From: Jack Thomson <jackabt.amazon@gmail.com>
To: maz@kernel.org, oupton@kernel.org, pbonzini@redhat.com
Cc: joey.gouly@arm.com, seiden@linux.ibm.com, suzuki.poulose@arm.com,
yuzenghui@huawei.com, catalin.marinas@arm.com, will@kernel.org,
shuah@kernel.org, corbet@lwn.net, vladimir.murzin@arm.com,
linux-arm-kernel@lists.infradead.org, kvmarm@lists.linux.dev,
kvm@vger.kernel.org, linux-kernel@vger.kernel.org,
linux-kselftest@vger.kernel.org, linux-doc@vger.kernel.org,
isaku.yamahata@intel.com, Jack Thomson <jackabt@amazon.com>
Subject: [PATCH v5 5/5] KVM: selftests: Add nested pre-fault test for arm64
Date: Fri, 12 Jun 2026 17:23:53 +0100 [thread overview]
Message-ID: <20260612162354.73378-6-jackabt.amazon@gmail.com> (raw)

(Records from a data source)
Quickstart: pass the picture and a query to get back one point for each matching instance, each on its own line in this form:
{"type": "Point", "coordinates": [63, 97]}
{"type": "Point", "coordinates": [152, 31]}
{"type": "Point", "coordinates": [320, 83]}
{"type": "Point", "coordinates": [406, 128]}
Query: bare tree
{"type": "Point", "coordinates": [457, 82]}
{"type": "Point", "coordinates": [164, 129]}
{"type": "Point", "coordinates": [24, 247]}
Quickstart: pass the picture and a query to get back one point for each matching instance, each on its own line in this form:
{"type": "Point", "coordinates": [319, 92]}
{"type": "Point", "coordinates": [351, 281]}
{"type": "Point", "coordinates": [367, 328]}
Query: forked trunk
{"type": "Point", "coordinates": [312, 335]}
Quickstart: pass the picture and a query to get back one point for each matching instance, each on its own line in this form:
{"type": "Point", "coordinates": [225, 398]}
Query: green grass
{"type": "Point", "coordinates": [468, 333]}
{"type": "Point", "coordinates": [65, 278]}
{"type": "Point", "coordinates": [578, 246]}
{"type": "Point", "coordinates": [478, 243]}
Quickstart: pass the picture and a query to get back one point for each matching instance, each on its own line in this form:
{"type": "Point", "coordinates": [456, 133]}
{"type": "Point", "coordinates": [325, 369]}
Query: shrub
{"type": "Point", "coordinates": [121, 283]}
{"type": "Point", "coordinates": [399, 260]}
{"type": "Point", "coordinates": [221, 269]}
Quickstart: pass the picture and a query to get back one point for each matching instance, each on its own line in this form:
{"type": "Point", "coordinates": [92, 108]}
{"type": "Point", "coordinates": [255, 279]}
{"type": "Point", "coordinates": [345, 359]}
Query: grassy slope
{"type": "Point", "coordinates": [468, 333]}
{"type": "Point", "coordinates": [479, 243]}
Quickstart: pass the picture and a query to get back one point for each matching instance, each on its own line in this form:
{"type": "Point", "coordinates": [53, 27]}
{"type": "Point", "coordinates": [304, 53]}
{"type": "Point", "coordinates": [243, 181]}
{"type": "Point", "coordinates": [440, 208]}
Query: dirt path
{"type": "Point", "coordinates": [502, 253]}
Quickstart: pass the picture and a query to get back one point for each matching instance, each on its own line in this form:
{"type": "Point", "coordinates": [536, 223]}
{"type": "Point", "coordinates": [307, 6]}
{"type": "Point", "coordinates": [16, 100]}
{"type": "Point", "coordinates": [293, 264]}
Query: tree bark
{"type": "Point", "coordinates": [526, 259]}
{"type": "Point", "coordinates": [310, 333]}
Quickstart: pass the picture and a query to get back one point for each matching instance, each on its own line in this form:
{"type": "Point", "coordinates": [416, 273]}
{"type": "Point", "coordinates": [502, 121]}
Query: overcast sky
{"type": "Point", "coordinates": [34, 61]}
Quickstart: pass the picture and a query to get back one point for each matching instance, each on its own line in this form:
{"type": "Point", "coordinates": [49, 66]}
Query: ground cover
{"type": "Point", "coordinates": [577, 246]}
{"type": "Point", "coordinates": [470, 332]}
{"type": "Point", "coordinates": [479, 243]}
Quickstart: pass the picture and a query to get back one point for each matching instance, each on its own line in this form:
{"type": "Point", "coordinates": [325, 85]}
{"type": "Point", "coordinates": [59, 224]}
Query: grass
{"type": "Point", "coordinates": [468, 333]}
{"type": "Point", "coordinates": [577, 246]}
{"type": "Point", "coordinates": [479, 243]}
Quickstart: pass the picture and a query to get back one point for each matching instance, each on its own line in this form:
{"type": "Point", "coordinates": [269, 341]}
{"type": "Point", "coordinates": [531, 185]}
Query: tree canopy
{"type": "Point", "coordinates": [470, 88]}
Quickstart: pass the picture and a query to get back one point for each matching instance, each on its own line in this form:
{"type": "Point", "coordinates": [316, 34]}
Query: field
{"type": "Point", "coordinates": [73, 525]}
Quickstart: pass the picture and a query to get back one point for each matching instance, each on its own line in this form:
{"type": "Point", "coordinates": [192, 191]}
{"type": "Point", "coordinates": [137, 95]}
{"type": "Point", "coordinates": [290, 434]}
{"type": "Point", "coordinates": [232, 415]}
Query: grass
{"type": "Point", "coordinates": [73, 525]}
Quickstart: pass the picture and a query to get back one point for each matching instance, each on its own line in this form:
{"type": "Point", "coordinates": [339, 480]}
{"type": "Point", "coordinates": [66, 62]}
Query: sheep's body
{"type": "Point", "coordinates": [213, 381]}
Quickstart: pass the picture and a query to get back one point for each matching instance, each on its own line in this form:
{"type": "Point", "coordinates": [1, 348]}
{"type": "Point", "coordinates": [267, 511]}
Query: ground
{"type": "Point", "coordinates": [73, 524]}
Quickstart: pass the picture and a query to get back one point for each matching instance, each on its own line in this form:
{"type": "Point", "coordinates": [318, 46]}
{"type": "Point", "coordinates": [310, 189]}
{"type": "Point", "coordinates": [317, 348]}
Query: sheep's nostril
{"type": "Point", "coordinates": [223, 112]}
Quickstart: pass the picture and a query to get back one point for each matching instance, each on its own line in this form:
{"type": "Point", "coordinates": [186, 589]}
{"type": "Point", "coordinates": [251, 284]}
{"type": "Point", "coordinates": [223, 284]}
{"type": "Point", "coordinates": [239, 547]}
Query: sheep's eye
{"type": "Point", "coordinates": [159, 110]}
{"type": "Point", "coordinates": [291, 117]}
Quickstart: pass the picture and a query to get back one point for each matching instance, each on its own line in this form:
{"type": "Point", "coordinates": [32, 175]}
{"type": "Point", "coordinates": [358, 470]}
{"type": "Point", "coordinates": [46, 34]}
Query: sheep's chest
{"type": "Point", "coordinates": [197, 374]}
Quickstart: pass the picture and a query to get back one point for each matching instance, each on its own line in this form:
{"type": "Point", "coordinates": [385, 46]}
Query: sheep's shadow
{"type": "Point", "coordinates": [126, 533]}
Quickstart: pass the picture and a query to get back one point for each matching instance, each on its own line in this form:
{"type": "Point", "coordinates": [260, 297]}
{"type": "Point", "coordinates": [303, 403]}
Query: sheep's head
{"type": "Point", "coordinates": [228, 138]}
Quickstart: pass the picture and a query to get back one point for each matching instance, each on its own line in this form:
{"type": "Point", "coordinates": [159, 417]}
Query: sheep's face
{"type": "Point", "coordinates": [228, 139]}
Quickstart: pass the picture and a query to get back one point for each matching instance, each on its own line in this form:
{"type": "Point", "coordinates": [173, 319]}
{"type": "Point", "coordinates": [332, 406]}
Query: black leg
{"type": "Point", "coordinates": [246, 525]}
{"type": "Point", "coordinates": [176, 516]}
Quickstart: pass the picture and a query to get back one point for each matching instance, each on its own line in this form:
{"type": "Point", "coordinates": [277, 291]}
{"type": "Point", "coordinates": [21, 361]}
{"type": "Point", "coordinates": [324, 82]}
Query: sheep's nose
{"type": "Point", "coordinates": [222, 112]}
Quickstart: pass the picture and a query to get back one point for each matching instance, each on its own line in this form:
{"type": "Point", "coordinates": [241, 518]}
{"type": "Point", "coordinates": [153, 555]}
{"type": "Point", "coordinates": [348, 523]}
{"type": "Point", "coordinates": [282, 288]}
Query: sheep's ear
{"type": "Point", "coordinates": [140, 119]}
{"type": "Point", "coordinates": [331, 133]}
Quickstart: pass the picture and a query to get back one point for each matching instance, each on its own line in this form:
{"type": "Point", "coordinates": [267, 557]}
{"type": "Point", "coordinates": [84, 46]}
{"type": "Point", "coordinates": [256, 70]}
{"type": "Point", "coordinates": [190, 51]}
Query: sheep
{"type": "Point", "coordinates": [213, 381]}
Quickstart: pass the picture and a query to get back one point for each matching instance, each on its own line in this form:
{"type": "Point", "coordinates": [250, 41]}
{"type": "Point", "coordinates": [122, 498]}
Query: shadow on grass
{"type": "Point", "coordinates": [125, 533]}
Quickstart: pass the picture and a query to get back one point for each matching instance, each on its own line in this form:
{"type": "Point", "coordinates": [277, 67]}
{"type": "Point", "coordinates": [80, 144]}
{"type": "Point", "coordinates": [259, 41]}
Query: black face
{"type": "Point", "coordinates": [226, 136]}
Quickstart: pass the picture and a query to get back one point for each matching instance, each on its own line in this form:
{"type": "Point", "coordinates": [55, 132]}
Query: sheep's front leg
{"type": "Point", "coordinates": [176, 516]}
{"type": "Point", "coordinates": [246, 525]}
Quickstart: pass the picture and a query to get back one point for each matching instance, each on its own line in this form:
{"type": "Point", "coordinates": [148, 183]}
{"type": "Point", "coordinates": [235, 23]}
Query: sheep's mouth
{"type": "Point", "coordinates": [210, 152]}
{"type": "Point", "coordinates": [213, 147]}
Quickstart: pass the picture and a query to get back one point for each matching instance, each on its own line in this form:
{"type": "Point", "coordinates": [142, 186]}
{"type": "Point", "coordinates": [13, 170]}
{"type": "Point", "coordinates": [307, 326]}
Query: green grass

## Requirements
A – According to the patch email, which architecture is the nested pre-fault test added for?
B – Extend the patch email from the point where it stops.
None of these lines is needed.

## Results in order
A – arm64

B –
In-Reply-To: <20260612162354.73378-1-jackabt.amazon@gmail.com>
From: Jack Thomson <jackabt@amazon.com>
Add an arm64 nested-virt selftest for KVM_PRE_FAULT_MEMORY. The guest
enters vEL1 and exits to userspace with a nested/shadow stage-2 MMU as
the vCPU's last-run context.
Before prefaulting, userspace enables HCR_EL2.VM and points VTTBR_EL2 at
an empty nested stage-2 root. A prefault implementation that incorrectly
treats the userspace GPA as an L2 IPA will fail the ioctl; the correct
path swaps to the canonical stage-2 and succeeds.
Restore the original nested state before resuming the guest, then touch
the prefaulted range to check that vEL1 still runs correctly.
Signed-off-by: Jack Thomson <jackabt@amazon.com>
---
tools/testing/selftests/kvm/Makefile.kvm | 1 +
.../kvm/arm64/nv_pre_fault_memory_test.c | 200 ++++++++++++++++++
2 files changed, 201 insertions(+)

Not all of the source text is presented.